● Dataset:
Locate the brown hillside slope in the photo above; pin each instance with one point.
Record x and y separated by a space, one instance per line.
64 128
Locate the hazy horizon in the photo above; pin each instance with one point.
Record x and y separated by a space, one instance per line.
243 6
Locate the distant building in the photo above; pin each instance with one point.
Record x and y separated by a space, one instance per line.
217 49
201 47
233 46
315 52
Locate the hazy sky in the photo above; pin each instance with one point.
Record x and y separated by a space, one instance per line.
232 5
* * *
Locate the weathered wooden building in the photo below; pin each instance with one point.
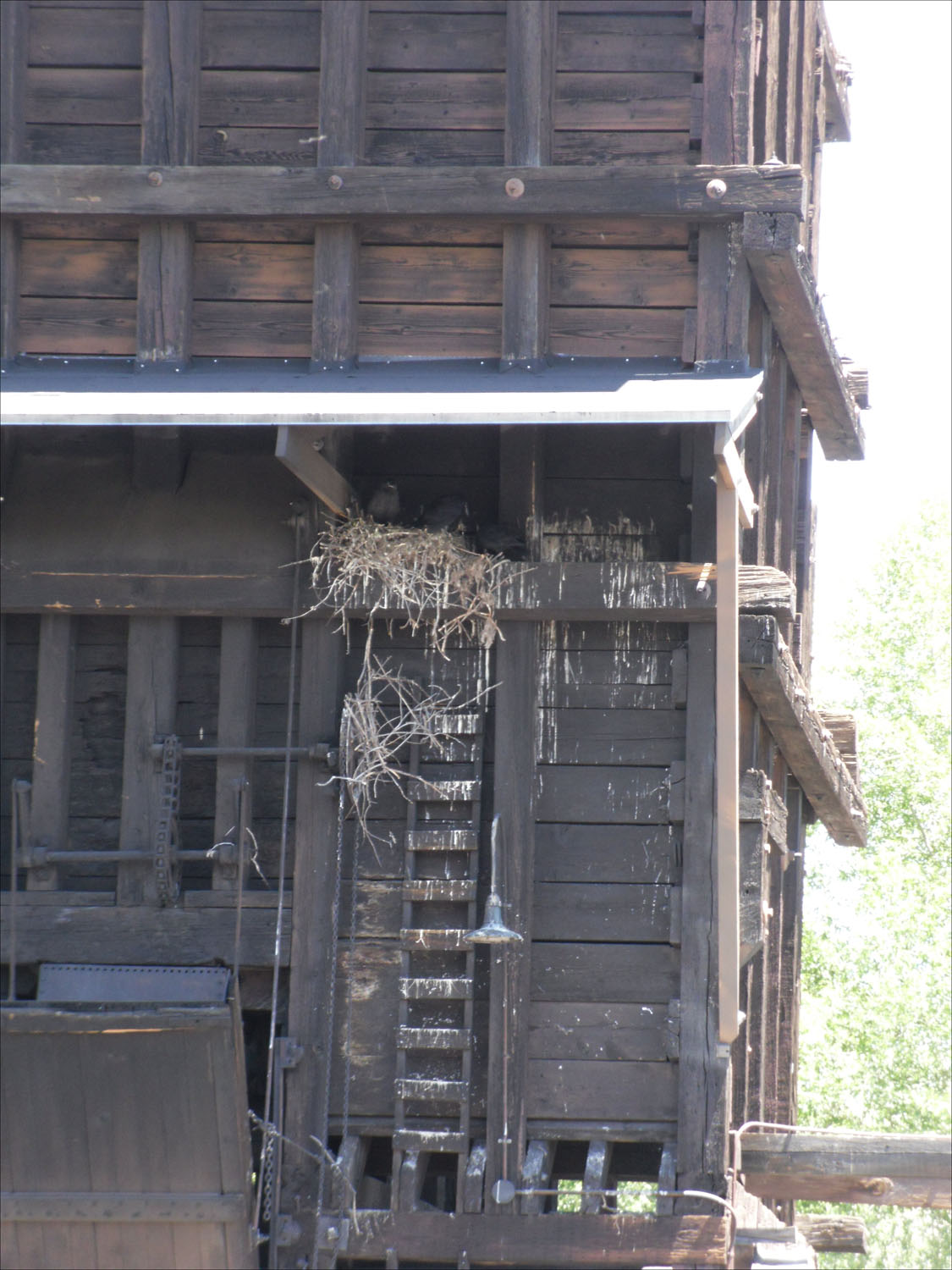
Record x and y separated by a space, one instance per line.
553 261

● What is required:
Show every line of the listing containing the string "above" by copying it.

● Solution to the exercise:
Locate the brown hillside slope in the photo above; pin each instance with one point.
Locate the hazy horizon in the photo above; pin each instance with one point.
Locate the distant building in the photo above; pin each instance with one point.
Locate the hazy sky in the photo above; pin each instance with one point.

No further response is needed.